**AVAILABLE RECORDS**:
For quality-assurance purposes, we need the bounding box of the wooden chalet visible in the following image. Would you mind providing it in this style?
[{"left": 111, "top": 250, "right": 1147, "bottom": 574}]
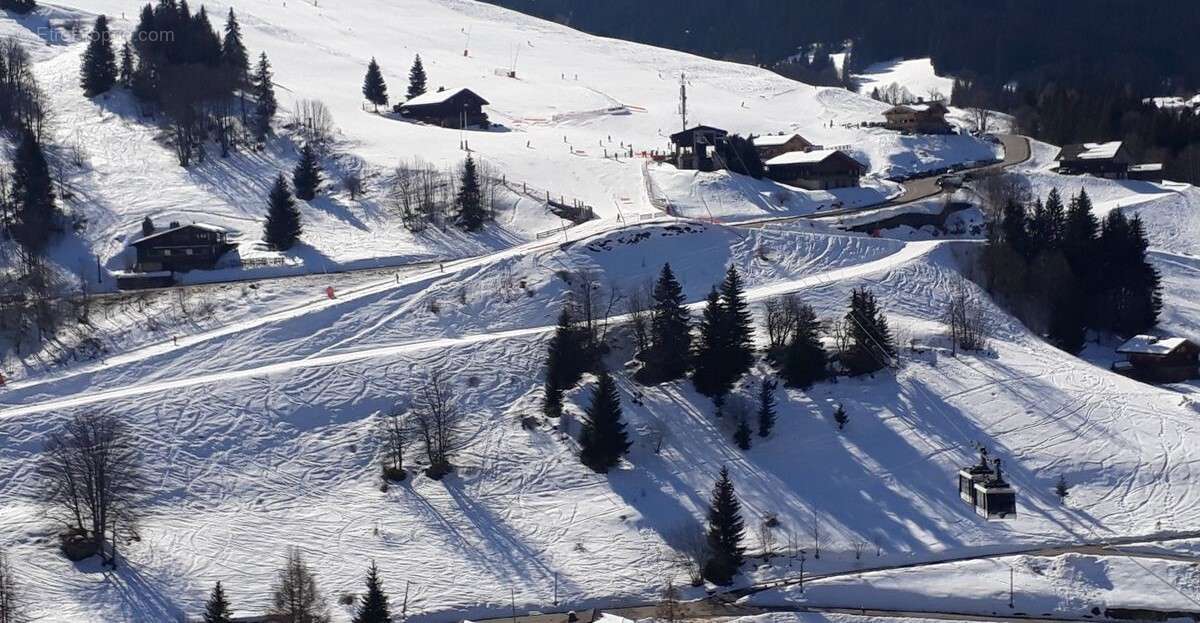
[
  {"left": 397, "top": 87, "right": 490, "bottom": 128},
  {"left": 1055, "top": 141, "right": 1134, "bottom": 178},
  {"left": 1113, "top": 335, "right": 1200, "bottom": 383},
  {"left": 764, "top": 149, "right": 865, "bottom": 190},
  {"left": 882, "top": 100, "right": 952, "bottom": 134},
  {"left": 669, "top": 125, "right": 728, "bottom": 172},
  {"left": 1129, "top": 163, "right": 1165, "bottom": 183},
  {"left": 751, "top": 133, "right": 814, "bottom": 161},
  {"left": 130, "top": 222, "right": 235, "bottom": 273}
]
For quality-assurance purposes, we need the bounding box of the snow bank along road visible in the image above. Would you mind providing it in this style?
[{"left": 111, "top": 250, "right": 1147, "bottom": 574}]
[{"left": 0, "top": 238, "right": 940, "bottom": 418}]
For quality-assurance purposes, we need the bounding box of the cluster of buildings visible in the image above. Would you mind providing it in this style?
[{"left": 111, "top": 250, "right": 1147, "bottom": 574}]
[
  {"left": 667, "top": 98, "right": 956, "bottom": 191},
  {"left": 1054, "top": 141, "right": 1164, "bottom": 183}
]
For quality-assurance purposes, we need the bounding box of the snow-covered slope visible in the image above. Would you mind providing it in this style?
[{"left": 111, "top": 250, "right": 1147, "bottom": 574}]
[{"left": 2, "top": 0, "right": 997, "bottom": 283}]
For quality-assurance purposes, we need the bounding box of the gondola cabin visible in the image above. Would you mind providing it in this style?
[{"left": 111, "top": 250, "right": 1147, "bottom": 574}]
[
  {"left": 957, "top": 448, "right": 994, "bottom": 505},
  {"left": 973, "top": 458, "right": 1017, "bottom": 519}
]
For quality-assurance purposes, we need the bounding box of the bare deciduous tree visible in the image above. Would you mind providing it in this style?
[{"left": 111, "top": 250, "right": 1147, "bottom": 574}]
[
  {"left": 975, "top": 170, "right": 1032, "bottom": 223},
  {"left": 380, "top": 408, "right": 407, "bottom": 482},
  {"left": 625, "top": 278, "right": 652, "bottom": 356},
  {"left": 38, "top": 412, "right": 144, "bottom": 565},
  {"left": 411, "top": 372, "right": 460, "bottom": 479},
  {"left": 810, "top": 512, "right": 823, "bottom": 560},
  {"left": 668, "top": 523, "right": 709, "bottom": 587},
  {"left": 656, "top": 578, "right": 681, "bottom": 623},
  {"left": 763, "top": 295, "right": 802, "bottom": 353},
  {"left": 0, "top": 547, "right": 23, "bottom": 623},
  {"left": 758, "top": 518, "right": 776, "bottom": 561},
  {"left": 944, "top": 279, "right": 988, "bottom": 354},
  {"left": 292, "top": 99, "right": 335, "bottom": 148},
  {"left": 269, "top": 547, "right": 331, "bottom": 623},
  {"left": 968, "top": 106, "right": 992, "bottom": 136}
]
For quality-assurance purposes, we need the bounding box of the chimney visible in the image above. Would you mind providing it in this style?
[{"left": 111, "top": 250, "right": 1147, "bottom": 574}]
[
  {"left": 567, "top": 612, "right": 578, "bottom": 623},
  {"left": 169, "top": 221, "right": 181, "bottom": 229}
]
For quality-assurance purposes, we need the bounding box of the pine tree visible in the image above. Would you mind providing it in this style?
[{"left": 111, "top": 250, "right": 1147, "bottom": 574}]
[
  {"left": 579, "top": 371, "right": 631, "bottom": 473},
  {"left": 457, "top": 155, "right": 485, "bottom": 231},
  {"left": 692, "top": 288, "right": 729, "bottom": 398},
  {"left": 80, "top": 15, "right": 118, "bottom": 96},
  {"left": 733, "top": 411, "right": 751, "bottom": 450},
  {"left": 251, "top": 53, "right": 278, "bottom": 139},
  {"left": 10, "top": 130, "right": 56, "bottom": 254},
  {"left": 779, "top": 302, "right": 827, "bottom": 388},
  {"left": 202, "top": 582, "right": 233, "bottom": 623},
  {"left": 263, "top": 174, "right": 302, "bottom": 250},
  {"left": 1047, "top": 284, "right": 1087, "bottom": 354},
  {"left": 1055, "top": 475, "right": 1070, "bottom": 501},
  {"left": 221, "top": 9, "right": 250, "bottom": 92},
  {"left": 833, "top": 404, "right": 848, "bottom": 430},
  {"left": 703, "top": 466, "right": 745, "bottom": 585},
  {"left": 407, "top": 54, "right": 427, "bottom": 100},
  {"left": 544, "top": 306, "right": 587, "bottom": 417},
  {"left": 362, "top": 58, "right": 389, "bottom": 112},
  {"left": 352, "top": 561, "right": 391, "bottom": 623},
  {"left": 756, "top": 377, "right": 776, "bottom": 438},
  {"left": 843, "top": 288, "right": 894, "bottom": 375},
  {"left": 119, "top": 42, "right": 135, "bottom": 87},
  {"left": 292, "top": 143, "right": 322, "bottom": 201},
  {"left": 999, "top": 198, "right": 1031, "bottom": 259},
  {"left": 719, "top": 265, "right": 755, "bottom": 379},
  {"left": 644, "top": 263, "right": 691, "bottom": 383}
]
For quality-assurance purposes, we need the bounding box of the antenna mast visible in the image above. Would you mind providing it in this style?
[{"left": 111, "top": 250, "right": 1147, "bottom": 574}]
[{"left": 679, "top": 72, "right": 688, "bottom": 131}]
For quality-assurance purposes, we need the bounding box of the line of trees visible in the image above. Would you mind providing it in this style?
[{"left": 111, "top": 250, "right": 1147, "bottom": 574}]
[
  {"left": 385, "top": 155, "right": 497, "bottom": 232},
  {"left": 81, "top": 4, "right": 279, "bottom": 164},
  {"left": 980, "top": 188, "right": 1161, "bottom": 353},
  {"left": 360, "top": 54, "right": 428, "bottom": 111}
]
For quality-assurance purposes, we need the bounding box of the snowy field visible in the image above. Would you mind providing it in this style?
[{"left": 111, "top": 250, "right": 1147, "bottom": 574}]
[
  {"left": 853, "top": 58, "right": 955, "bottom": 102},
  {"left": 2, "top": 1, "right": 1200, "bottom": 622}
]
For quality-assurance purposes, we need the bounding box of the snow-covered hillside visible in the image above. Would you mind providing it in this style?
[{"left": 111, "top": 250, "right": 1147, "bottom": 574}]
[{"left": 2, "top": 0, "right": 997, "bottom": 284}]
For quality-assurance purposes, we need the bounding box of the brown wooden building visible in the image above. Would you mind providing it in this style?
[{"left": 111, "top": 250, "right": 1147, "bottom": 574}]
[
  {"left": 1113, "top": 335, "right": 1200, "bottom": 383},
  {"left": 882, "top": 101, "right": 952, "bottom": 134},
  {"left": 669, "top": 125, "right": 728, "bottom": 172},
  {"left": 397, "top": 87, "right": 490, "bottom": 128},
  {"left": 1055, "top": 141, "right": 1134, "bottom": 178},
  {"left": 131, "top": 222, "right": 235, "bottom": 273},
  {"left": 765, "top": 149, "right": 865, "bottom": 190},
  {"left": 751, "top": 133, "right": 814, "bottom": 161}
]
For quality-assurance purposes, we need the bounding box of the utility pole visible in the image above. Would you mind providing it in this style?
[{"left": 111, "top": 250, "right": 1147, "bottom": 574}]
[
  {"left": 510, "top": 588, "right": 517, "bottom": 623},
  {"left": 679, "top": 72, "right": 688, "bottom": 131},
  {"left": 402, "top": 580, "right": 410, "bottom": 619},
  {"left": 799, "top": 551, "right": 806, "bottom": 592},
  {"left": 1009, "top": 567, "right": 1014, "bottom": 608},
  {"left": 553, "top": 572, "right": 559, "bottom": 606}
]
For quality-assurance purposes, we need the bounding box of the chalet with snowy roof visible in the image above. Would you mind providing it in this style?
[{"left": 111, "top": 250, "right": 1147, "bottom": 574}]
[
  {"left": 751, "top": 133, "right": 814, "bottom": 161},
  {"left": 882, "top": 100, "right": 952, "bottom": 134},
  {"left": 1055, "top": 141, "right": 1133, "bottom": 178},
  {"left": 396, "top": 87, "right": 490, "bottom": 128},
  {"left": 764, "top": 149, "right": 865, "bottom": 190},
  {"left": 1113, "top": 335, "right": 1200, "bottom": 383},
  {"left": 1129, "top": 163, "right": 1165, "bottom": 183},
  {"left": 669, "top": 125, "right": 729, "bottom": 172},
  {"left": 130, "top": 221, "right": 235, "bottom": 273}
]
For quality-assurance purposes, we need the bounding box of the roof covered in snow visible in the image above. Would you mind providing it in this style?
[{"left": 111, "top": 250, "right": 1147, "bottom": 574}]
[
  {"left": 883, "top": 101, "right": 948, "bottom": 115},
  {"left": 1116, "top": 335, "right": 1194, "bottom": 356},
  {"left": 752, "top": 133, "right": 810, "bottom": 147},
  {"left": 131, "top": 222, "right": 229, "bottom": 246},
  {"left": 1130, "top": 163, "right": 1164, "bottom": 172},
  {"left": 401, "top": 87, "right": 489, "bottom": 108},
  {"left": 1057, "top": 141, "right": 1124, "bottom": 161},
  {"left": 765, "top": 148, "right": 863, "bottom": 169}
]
...
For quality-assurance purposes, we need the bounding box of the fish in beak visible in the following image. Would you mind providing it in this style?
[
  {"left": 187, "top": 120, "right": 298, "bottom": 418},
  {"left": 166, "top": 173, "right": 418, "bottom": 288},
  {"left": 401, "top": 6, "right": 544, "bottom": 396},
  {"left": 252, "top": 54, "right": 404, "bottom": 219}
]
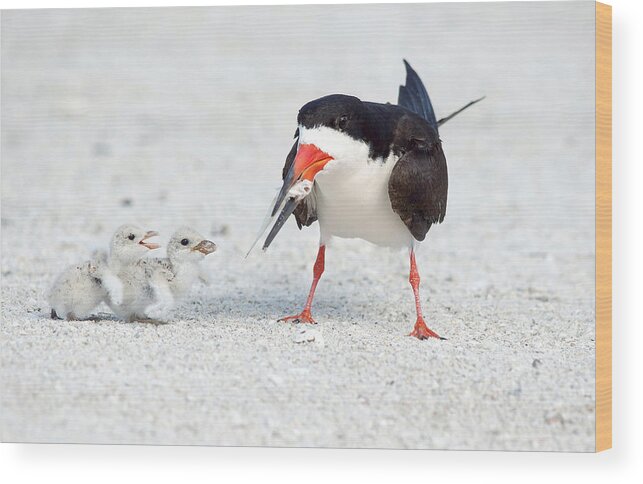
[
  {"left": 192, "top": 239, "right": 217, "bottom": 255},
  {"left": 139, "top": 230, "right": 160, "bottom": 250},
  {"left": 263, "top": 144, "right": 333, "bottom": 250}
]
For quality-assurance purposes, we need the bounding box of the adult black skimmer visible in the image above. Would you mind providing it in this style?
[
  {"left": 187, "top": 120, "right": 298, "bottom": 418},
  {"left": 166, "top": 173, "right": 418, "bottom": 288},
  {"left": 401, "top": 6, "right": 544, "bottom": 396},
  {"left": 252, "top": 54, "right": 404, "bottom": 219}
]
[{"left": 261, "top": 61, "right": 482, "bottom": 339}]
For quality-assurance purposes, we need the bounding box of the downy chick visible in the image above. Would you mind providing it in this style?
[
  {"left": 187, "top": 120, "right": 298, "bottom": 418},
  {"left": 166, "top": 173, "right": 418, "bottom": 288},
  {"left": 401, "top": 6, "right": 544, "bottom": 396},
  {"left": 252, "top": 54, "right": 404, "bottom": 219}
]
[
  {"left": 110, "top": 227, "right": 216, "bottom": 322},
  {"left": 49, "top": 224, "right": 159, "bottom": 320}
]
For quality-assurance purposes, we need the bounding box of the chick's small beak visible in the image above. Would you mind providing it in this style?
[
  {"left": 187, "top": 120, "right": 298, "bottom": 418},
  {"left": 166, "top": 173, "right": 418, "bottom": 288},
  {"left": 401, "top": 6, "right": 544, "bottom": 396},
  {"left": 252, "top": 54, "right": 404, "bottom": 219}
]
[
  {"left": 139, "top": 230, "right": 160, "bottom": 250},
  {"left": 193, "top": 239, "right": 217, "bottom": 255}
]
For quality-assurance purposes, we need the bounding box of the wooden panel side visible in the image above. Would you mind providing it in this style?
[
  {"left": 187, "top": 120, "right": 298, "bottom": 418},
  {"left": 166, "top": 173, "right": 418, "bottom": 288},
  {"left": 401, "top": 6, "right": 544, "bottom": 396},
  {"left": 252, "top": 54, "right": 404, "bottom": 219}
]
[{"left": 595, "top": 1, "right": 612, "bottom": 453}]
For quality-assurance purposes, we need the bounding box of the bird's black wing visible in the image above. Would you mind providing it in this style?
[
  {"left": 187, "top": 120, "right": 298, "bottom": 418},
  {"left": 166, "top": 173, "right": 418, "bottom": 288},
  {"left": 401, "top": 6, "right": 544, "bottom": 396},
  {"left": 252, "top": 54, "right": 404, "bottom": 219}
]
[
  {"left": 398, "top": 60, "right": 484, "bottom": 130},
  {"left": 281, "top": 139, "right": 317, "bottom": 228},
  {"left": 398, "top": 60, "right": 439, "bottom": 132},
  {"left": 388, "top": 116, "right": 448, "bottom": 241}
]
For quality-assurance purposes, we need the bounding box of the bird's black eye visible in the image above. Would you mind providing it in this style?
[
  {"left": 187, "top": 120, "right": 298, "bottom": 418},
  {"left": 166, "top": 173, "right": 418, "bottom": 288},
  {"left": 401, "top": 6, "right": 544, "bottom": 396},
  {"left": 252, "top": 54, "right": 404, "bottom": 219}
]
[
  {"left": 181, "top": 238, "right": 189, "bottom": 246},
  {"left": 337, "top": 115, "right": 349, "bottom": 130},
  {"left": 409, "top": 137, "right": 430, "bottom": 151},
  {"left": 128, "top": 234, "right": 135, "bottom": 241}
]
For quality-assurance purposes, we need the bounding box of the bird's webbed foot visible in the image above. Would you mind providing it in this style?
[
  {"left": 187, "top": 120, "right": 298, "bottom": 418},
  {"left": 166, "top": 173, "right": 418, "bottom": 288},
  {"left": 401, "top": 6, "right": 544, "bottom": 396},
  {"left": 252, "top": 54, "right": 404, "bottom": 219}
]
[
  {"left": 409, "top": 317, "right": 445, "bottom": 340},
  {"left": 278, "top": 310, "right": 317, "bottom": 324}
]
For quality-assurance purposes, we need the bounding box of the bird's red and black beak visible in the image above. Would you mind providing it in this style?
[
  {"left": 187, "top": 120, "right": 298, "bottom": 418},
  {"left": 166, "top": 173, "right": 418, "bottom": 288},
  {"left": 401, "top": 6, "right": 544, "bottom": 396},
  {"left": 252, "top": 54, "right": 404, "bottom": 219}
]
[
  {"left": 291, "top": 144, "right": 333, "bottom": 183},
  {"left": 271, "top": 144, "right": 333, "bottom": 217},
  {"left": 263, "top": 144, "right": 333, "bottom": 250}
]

**EXERCISE DIRECTIONS**: How many of the lines above hold the word "following"? State that number and nothing else.

**EXERCISE SOLUTION**: 2